Given text:
▼

Sunday, November 20, 2005

Raw Story Scoop Goes Legit
Truly Sadly Hadley + Curveball Bonus

The London Times has now gone with the story that National Security Director Stephen Hadley was Bob Woodward's source:
THE mysterious source who gave America’s foremost journalist, Bob Woodward, a tip-off about the CIA agent at the centre of one of Washington’s biggest political storms was Stephen Hadley, the White House national security adviser, according to lawyers close to the investigation.

Woodward, the Washington Post reporter who broke the Watergate scandal that forced President Richard Nixon out of office, has refused publicly to divulge the name of his informant without permission, which has thus far been withheld.
[...]
A White House official said the national security adviser’s ambiguity was unintentional and repeated that Hadley was not Woodward’s source. But others close to the investigation insisted that he was.

If so, according to Woodward’s timeline, he will have disclosed the information in mid-June 2003, roughly a week before Libby talked to other reporters on June 23. Supporters of Cheney’s disgraced aide are jubilant that this casts doubt on special prosecutor Patrick Fitzgerald’s contention that Libby was the first to spread the word about Plame.

When Woodward realised this, he went back to his informant. “My source said he or she had no alternative but to go to the prosecutor. I said, ‘If you do, am I released?’ The source said yes, but only for the purpose of discussing it with Fitzgerald.” Woodward testified under oath to the special prosecutor last Monday.

Woodward said the unnamed official told him about Plame in “an offhand, casual manner . . . almost gossip” and “I didn’t attach any importance to it”. He never wrote up the story.
This has previously been reported on by the Raw Story blog, but it's important that it leaves the blogosphere and enters into the MSM.

▲

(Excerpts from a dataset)
▼

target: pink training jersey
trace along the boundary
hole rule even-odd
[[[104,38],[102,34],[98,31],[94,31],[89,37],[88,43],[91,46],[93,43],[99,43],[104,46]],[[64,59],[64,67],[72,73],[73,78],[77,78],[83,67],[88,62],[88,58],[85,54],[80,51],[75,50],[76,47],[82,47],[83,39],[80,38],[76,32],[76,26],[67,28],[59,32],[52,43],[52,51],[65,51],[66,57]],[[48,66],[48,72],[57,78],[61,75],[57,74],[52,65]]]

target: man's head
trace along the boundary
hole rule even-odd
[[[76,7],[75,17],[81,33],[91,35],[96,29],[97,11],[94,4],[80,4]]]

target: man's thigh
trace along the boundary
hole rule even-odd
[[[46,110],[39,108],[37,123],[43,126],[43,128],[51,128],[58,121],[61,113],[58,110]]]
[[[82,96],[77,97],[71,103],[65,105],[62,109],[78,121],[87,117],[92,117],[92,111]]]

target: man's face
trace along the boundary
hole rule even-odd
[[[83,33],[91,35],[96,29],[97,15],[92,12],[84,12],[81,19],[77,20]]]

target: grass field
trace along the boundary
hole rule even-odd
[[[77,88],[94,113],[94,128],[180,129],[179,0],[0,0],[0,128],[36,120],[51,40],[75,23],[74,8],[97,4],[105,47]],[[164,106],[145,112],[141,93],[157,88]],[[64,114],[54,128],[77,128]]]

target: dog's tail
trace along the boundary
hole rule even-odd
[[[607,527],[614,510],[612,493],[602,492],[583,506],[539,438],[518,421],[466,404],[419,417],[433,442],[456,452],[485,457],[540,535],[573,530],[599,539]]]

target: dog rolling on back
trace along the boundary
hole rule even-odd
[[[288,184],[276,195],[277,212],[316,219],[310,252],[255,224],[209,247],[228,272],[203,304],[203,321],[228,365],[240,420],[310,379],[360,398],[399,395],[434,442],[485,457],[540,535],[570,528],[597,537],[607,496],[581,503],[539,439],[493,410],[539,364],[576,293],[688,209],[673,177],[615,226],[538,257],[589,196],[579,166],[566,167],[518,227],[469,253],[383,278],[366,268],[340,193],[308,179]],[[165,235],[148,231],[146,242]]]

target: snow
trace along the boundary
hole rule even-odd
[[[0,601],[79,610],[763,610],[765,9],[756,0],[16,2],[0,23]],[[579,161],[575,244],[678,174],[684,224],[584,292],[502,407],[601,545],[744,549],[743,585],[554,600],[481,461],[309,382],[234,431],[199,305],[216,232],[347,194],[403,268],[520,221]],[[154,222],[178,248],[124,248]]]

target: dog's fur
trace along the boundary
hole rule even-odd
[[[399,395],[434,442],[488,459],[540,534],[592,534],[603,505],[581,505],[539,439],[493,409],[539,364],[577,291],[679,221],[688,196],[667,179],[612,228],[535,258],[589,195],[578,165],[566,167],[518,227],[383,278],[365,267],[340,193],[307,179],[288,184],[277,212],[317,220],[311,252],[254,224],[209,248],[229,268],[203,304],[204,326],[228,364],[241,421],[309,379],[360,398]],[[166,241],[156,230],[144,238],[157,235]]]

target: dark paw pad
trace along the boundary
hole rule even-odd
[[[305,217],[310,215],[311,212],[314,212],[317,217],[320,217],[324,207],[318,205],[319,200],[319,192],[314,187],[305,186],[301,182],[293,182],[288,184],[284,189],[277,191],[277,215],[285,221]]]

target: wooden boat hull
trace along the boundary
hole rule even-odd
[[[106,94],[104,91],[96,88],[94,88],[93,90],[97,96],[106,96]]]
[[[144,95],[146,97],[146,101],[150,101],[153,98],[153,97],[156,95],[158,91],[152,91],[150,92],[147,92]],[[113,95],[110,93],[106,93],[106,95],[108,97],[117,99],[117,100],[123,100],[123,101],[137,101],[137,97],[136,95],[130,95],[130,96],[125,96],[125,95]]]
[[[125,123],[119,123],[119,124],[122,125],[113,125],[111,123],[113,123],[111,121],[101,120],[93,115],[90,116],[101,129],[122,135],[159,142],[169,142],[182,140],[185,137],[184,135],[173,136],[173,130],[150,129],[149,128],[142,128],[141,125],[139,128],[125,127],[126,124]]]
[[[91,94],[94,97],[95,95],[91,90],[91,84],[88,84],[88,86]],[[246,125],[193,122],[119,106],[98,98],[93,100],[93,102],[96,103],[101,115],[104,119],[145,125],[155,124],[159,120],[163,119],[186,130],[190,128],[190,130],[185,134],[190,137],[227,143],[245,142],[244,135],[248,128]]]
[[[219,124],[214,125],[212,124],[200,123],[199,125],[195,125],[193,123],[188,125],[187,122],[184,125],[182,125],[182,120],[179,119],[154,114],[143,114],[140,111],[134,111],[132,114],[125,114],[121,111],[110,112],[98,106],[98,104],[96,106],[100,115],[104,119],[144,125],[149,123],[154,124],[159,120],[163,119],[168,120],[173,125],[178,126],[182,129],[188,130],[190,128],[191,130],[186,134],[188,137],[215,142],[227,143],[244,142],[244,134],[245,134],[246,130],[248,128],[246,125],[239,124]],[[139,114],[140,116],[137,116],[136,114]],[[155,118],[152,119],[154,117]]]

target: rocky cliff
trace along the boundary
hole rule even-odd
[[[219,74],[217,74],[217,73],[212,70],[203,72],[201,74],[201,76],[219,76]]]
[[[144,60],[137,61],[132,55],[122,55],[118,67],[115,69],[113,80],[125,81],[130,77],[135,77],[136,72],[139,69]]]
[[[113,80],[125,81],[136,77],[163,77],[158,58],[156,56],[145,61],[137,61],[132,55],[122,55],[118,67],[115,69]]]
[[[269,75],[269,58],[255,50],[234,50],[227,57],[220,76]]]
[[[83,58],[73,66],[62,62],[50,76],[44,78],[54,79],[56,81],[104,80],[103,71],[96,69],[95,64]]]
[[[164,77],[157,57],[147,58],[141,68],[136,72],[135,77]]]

▲

Questions to answer:
1. According to the blog post about Bob Woodward's source, who did the London Times name as the person who tipped Woodward off about the CIA agent?
2. Revise the blog post about Bob Woodward's source, starting at "Raw Story Scoop" and ending at "that he was.", so that "mysterious" becomes "anonymous".

Expected outputs:
1. Stephen Hadley, the White House national security adviser.

2.
Raw Story Scoop Goes Legit
Truly Sadly Hadley + Curveball Bonus

The London Times has now gone with the story that National Security Director Stephen Hadley was Bob Woodward's source:
THE anonymous source who gave America’s foremost journalist, Bob Woodward, a tip-off about the CIA agent at the centre of one of Washington’s biggest political storms was Stephen Hadley, the White House national security adviser, according to lawyers close to the investigation.

Woodward, the Washington Post reporter who broke the Watergate scandal that forced President Richard Nixon out of office, has refused publicly to divulge the name of his informant without permission, which has thus far been withheld.
[...]
A White House official said the national security adviser’s ambiguity was unintentional and repeated that Hadley was not Woodward’s source. But others close to the investigation insisted that he was.